» **Work item**:
Reproduce nothing but the lines from the start of the material through the line that includes "Mark the region of every instance of the dusty", both ends included, and omit every picture.
******************************
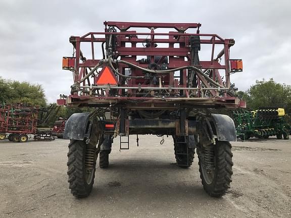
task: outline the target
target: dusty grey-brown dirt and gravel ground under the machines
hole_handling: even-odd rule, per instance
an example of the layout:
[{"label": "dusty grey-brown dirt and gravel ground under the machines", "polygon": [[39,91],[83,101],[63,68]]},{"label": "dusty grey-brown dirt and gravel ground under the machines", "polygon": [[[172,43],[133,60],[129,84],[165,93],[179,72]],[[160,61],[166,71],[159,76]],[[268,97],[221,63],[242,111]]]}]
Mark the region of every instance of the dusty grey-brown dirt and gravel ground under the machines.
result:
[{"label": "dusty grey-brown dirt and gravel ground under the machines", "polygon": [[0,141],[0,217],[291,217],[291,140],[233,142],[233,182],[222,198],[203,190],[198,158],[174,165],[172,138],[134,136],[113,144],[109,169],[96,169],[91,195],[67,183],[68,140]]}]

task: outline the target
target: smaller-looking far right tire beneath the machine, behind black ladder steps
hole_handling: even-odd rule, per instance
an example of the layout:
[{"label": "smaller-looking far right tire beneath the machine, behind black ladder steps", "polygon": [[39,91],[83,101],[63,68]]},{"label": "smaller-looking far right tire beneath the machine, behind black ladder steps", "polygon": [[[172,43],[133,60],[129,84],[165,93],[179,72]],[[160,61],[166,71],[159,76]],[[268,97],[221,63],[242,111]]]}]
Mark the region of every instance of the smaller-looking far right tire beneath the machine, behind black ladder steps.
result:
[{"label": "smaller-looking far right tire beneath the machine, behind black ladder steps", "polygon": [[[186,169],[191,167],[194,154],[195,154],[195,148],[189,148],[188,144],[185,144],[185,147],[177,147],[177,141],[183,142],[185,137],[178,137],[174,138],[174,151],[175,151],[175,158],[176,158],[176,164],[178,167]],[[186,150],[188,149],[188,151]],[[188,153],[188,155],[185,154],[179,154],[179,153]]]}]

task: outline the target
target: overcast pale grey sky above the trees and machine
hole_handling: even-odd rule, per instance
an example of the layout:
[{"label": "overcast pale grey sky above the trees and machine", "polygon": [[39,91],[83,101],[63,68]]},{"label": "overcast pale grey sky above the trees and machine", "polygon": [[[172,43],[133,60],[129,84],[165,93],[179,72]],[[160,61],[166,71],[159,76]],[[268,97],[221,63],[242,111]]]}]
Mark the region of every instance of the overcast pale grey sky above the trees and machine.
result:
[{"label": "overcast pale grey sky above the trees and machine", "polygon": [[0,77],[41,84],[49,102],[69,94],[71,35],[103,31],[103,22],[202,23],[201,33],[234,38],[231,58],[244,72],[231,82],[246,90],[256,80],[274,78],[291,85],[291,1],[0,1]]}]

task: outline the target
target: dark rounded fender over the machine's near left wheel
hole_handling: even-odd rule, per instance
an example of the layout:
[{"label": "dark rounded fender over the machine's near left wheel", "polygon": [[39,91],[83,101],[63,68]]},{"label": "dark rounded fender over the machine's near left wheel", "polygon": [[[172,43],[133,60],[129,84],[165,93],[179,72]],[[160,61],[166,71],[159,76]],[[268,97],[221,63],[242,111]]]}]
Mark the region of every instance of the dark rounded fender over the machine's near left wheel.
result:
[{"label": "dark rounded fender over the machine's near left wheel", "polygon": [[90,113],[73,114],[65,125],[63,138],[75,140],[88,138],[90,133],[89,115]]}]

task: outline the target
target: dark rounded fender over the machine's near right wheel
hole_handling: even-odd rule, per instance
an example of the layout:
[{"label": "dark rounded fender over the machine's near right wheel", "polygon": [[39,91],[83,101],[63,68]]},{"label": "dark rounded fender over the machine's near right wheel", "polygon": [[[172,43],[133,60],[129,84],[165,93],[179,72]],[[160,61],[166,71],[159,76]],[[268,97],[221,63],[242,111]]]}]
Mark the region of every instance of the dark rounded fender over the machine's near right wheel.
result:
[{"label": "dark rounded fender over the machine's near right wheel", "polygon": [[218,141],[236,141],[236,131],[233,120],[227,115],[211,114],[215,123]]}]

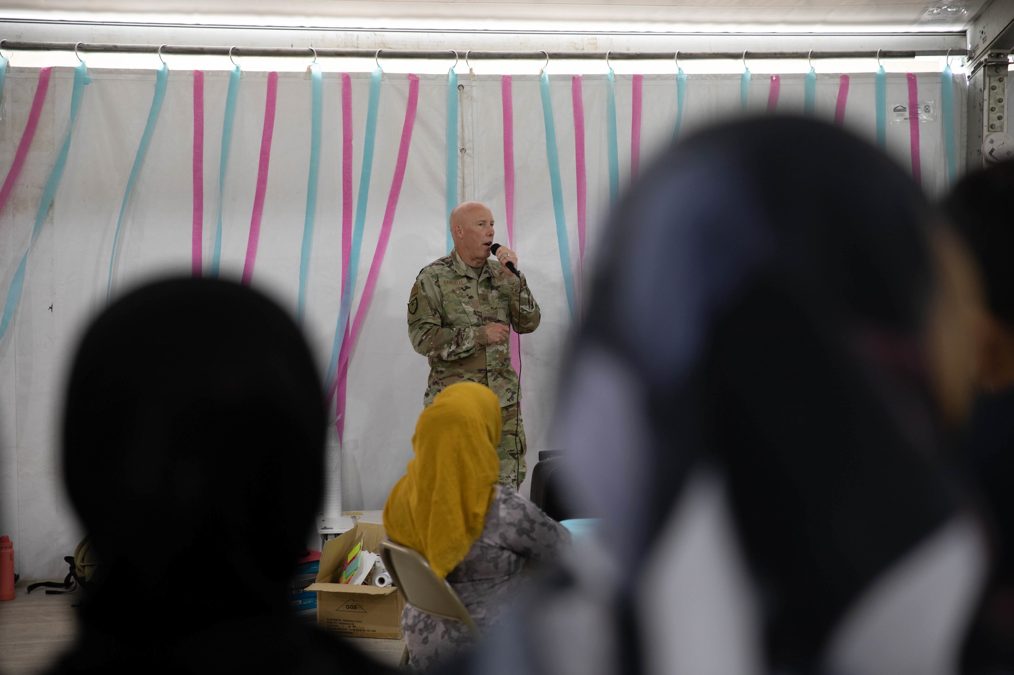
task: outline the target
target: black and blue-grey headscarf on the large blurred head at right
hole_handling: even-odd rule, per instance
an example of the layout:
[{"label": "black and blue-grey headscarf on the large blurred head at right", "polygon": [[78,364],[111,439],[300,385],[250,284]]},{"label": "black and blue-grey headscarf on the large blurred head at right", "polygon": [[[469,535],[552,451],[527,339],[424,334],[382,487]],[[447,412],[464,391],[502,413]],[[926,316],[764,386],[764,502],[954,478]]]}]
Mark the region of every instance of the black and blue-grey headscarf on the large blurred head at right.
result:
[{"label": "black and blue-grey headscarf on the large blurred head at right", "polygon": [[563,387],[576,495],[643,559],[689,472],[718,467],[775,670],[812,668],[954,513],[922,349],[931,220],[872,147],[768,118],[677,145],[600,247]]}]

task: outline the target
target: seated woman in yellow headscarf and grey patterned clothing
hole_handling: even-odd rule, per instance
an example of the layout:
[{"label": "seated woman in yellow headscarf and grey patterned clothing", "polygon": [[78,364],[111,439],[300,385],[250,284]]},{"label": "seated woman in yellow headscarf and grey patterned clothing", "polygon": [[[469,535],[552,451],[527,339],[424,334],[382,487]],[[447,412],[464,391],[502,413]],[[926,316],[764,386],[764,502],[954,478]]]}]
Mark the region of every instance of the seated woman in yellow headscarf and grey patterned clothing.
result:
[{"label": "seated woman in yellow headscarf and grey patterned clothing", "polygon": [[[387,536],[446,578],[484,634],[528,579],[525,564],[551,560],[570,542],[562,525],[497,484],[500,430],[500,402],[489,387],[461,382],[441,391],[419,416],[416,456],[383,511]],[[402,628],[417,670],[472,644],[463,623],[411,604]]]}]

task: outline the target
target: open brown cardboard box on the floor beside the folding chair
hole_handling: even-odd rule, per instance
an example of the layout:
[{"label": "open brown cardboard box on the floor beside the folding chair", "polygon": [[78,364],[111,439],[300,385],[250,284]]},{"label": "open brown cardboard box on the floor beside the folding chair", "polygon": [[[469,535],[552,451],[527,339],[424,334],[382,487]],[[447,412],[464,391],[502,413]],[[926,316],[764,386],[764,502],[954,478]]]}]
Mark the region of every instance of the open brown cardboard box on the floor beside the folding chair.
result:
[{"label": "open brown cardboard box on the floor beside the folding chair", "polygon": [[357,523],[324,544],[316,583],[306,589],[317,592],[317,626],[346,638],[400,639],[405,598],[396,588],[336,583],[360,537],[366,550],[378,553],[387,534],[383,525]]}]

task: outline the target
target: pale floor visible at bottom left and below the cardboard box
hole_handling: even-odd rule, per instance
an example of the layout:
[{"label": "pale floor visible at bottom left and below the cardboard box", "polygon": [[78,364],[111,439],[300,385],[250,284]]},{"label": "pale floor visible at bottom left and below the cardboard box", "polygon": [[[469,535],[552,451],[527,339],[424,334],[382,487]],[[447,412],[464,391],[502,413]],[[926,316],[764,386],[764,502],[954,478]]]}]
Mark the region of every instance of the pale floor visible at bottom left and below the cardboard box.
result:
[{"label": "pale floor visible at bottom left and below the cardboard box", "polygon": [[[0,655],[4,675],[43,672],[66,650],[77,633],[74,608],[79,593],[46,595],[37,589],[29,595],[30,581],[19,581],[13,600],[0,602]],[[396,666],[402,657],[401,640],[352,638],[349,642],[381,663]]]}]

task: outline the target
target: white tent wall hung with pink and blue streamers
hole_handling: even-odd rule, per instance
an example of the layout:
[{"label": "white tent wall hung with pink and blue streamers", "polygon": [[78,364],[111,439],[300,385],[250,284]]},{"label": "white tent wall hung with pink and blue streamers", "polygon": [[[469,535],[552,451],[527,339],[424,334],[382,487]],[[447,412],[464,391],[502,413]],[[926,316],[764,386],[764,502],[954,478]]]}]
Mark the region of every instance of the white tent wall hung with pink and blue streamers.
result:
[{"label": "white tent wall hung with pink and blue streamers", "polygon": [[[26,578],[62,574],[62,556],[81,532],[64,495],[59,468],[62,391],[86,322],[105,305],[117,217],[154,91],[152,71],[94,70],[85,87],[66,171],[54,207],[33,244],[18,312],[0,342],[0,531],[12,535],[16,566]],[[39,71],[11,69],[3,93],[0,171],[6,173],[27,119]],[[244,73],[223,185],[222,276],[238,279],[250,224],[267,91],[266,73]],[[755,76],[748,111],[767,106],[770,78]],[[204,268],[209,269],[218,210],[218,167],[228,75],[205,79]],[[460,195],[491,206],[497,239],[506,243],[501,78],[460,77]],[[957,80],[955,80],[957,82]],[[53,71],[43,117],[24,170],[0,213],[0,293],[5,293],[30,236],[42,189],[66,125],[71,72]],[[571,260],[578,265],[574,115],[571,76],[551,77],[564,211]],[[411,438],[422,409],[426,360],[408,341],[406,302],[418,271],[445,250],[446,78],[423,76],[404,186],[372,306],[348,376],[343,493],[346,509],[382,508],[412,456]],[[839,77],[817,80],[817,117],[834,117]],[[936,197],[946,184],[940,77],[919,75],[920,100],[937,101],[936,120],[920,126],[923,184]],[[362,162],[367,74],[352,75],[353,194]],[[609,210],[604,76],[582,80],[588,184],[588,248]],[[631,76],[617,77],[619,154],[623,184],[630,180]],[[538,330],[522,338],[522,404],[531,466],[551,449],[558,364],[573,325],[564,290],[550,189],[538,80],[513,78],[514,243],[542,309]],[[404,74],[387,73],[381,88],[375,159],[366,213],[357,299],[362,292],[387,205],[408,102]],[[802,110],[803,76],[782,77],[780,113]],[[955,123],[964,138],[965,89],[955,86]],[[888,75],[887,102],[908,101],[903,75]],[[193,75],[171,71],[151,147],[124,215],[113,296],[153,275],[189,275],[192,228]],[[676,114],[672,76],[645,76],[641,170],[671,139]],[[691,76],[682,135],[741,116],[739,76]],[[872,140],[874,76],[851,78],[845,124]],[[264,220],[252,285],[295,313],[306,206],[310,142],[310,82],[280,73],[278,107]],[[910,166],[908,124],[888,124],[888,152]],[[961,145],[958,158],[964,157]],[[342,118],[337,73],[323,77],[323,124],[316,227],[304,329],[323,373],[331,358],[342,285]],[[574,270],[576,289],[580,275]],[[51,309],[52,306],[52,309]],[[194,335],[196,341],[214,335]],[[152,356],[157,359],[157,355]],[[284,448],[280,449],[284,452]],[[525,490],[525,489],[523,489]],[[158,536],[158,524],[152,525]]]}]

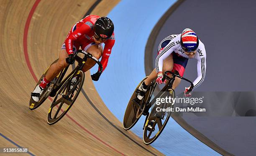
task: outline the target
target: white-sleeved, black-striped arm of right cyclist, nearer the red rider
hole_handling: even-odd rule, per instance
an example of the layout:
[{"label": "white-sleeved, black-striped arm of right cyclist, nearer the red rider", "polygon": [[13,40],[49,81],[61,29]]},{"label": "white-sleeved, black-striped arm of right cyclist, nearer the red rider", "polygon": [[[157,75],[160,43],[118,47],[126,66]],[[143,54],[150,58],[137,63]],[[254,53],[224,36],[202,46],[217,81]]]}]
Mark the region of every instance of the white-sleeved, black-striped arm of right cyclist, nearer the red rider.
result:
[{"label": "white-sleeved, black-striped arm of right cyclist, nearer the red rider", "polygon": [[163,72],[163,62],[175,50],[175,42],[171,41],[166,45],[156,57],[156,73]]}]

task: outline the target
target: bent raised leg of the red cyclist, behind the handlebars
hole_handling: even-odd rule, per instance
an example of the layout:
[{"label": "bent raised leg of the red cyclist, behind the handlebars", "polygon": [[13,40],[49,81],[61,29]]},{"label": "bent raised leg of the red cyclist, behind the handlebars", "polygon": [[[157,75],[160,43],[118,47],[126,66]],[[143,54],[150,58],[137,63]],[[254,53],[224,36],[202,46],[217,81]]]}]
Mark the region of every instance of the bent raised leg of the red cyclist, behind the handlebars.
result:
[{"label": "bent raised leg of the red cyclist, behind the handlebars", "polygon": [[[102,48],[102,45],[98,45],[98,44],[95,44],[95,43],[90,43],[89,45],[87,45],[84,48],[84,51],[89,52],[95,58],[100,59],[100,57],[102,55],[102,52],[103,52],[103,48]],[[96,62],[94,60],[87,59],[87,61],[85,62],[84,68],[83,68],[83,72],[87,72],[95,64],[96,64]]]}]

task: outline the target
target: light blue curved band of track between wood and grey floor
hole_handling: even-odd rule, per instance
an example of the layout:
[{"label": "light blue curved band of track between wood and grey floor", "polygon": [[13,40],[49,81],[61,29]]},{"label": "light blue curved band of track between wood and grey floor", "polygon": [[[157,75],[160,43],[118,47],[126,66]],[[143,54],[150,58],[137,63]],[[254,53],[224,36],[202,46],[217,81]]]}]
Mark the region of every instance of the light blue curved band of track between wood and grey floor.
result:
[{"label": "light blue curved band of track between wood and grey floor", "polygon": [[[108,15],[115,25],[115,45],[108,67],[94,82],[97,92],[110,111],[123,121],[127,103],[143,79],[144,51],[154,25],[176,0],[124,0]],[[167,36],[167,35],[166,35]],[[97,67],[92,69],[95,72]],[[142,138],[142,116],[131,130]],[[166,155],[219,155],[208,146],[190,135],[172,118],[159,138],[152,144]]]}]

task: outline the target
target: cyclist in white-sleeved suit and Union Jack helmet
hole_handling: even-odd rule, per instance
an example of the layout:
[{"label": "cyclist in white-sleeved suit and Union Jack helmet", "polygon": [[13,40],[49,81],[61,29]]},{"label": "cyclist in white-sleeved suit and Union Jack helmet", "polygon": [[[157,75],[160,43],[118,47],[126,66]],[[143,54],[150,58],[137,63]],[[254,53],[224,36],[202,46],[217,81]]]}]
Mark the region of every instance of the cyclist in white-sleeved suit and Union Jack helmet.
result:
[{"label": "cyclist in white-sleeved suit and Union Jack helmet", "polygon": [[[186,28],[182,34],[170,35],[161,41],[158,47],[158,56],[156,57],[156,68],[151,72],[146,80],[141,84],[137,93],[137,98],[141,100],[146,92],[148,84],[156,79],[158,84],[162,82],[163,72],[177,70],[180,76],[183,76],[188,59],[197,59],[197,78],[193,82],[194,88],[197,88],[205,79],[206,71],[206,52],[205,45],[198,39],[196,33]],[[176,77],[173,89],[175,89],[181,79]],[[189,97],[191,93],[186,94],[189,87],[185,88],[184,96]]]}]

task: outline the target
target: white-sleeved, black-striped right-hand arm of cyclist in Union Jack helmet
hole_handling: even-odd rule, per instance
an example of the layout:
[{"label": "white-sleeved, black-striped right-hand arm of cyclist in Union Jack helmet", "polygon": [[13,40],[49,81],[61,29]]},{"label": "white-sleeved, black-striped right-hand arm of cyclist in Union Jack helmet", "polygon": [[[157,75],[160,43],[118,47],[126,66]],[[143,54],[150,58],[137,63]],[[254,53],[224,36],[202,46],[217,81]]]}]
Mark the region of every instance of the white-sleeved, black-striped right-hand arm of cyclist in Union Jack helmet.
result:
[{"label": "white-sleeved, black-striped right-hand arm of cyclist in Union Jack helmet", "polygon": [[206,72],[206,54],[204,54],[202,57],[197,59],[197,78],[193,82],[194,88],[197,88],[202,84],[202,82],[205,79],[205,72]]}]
******************************
» **Result below**:
task: outline the target
target: dusty grey-brown dirt and gravel ground under the machines
hole_handling: even-odd rule, per instance
an example of the layout:
[{"label": "dusty grey-brown dirt and gravel ground under the machines", "polygon": [[39,91],[83,101],[63,68]]},{"label": "dusty grey-brown dirt and gravel ground under the machines", "polygon": [[[172,43],[133,60],[129,84],[165,93],[179,72]],[[160,61],[166,71],[159,76]],[[268,97],[221,63],[242,111]]]}]
Mark the region of every instance of the dusty grey-brown dirt and gravel ground under the machines.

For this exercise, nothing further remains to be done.